_Extracted text_:
_ _ _

Children indicated the identity of the relevant stimulus level by pressing the outer key on one of two mouse pads placed one on each side of the computer monitor. Each response key was assigned to one of the two stimuli (e.g., press left for H and right for S, or left for circle and right for square), with key assignments counterbalanced. Instructions preceding each block explained whether the global or local features were targeted. The neutral stimuli were never a response option; for example, a global H composed of small Xs presented only one stimulus for which there was an assigned response, namely H. Similarly, a global X comprised of local Hs only had a response key associated with the H. In the study by Dukette and Stiles (1996) using a forced-choice similarity task, the neutral cues reduced the conflict.

There were 4 types of experimental blocks: global letters, local letters, global shapes, and local shapes. Each of these blocks was presented 4 times, for a total of 16 experimental blocks. There were breaks between the presentation of each block and the instructions preceding the start of the next block. Testing continued when children said they were ready to go on.

_ _ _

_Records supplied_:
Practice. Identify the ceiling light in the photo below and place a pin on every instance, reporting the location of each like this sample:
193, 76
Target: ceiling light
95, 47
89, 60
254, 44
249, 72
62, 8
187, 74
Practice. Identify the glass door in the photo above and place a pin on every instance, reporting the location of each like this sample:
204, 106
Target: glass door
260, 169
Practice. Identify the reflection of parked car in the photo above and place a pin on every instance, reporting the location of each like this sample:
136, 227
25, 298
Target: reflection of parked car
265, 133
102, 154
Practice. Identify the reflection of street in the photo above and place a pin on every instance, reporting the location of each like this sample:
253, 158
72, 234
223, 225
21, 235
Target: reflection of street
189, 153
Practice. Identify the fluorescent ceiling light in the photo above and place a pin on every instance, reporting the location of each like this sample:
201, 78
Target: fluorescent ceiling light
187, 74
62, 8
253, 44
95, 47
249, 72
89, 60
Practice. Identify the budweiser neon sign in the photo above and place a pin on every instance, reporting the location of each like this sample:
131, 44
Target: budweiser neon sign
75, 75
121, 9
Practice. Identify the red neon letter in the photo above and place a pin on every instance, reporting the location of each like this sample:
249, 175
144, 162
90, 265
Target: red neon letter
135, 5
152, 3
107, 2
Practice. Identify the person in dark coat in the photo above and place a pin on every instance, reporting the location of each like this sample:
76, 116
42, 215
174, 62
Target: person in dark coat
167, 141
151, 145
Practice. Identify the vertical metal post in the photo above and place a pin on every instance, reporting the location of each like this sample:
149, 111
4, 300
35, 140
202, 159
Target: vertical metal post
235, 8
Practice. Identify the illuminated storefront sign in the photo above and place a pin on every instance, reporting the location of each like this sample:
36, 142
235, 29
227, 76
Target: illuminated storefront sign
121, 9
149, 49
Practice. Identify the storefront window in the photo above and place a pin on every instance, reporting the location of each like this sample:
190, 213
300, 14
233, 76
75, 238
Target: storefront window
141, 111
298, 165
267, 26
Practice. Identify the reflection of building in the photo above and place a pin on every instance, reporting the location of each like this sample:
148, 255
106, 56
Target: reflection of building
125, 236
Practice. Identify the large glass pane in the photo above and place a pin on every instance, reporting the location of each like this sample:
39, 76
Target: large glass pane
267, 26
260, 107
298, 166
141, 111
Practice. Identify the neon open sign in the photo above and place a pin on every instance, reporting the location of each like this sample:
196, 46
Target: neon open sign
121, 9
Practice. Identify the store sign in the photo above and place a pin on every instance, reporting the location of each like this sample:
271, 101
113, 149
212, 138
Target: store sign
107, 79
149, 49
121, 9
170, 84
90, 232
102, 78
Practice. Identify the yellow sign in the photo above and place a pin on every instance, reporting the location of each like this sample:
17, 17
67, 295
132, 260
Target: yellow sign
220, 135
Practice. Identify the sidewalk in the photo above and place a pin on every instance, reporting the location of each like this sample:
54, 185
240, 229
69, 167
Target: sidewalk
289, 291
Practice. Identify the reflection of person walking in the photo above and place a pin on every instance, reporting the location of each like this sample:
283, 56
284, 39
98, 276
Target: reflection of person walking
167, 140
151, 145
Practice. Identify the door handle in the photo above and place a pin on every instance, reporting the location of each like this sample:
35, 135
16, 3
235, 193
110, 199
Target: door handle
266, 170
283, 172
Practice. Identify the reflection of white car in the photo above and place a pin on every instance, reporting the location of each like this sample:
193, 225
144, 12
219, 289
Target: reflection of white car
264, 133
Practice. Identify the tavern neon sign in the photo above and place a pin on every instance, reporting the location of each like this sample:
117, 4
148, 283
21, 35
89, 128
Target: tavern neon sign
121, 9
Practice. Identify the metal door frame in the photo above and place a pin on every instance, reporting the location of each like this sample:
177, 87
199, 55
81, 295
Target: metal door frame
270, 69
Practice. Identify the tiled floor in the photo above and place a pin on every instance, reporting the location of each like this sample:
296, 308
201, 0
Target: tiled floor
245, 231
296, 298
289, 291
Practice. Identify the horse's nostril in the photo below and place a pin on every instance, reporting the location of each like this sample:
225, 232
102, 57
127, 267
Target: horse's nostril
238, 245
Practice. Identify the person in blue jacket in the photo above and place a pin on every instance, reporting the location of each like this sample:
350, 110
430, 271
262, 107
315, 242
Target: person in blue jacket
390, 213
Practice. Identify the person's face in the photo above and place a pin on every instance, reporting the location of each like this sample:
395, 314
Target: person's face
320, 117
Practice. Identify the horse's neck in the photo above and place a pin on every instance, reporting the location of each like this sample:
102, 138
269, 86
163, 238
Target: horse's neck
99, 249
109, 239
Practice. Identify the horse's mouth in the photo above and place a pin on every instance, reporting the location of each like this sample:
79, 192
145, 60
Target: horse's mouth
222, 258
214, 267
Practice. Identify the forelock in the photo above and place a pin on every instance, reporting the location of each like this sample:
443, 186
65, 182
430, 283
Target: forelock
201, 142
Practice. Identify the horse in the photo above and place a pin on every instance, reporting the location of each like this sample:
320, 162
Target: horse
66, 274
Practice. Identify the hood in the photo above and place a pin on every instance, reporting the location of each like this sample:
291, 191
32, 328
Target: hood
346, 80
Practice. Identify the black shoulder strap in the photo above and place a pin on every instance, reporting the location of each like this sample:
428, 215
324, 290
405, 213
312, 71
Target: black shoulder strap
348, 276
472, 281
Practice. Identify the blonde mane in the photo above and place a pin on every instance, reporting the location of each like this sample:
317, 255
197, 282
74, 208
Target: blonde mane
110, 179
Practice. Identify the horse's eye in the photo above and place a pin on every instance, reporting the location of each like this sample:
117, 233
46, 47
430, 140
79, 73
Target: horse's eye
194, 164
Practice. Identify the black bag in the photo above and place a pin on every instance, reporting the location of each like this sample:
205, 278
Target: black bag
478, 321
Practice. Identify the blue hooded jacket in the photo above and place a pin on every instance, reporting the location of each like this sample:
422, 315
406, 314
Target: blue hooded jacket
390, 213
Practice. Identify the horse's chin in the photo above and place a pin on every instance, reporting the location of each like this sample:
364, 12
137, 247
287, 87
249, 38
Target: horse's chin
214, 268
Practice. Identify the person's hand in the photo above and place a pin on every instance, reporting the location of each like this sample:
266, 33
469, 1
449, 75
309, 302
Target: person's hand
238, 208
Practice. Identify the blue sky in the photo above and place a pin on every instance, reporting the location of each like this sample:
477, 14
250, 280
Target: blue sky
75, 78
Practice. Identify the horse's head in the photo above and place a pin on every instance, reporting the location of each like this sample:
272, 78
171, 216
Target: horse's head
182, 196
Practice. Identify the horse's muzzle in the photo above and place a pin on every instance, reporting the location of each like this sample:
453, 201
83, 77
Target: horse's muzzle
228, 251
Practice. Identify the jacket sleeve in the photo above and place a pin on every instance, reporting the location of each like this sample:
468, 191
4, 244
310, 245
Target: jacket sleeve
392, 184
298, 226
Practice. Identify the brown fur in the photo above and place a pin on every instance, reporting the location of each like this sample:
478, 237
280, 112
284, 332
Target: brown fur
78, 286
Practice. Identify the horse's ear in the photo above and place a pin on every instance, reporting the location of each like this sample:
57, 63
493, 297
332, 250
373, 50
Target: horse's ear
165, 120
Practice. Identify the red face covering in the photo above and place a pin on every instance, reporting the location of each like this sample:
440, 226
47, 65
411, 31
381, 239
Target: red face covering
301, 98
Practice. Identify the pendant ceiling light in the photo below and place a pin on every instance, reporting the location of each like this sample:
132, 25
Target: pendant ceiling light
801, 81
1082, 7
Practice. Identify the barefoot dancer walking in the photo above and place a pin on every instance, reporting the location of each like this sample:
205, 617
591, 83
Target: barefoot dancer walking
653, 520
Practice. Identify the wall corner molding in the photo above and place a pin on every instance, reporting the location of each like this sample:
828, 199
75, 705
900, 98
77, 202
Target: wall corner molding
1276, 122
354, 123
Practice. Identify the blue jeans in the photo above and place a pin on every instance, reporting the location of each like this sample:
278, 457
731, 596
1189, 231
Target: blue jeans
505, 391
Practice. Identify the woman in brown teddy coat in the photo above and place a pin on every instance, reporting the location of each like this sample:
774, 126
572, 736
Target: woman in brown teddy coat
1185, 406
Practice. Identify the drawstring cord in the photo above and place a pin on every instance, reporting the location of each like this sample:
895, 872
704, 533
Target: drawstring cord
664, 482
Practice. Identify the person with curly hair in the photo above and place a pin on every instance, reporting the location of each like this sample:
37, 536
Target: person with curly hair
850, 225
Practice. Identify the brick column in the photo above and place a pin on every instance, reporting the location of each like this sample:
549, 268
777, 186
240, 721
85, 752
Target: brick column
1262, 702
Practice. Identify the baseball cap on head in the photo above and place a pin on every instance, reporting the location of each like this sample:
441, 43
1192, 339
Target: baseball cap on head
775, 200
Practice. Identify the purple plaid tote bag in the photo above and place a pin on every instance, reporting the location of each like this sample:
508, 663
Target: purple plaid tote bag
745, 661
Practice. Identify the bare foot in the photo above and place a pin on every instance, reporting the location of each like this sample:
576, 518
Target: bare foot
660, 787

_ _ _

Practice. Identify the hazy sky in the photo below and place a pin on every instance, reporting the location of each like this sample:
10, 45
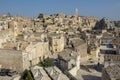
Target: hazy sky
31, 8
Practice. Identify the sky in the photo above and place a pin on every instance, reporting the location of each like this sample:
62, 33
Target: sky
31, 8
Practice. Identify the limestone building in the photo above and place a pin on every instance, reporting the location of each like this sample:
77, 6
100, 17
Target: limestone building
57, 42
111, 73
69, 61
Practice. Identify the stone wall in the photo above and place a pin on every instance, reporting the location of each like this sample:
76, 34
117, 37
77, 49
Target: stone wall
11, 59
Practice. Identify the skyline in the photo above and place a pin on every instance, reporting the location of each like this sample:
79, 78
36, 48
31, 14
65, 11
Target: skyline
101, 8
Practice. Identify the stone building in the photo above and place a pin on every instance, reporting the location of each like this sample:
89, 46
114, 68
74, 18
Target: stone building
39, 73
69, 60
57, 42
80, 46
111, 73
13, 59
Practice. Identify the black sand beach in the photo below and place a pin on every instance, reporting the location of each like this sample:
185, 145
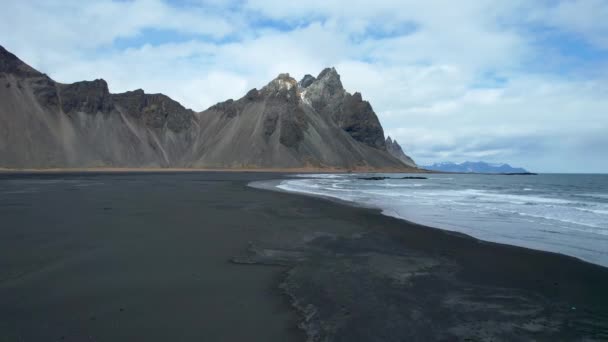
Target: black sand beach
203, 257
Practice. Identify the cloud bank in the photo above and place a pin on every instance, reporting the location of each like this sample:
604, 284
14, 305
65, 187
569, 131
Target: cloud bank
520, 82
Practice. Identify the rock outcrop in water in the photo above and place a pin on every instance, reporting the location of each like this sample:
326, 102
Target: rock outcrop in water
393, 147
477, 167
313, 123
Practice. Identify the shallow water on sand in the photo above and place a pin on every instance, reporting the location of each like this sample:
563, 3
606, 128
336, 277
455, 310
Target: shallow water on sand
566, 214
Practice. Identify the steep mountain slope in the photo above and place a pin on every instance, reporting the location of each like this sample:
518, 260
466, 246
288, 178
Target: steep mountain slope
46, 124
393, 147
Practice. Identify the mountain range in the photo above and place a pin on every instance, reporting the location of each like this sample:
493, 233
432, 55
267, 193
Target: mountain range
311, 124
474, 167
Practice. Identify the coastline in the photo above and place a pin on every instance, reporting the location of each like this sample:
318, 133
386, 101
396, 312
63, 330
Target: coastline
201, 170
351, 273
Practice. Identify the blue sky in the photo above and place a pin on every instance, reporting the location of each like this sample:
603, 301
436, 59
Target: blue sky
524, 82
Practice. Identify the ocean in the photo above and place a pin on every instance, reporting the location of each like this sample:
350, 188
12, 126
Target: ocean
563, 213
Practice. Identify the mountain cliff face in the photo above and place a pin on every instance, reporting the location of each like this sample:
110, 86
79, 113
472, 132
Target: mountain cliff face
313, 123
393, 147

_ _ _

List the types of experimental blocks named in the procedure text above.

_Full solution_: Global letters, local letters, global shapes, and local shapes.